■ Stated problem ■
Show each line in the rows below that contains the word "wall".

■ Rows from an object pointing dataset ■

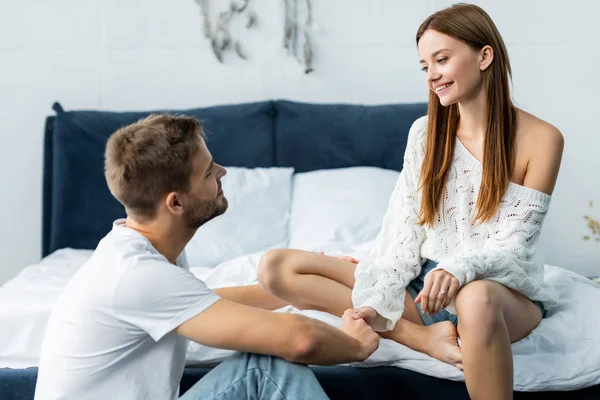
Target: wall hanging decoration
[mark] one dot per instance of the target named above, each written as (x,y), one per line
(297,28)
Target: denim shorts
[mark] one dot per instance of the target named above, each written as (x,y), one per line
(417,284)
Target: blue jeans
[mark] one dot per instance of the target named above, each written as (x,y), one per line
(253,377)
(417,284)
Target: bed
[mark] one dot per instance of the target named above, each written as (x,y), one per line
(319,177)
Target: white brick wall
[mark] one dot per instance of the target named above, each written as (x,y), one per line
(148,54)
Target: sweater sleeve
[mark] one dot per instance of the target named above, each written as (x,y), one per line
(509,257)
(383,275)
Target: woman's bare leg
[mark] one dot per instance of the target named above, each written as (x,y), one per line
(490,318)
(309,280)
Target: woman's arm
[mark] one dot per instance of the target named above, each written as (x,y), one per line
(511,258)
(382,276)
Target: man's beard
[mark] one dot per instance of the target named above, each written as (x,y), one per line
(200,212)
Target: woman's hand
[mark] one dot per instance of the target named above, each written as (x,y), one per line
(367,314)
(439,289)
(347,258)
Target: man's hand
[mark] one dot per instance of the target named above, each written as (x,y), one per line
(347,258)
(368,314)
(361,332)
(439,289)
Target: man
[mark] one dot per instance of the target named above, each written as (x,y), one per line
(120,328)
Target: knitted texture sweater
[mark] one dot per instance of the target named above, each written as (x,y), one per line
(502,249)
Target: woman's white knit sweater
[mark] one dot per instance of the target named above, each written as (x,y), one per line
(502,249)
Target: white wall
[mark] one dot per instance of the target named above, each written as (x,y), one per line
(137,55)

...

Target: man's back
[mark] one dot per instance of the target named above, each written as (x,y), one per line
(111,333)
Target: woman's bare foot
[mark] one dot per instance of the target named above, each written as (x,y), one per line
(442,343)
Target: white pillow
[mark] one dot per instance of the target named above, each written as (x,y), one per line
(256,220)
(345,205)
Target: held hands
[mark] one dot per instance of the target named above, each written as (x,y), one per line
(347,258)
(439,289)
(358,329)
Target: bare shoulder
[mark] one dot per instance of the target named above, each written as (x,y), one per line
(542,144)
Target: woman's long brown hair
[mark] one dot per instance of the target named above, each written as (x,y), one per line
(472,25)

■ Task solution ■
Target: wall hanging decoration
Target: white brick wall
Target: white wall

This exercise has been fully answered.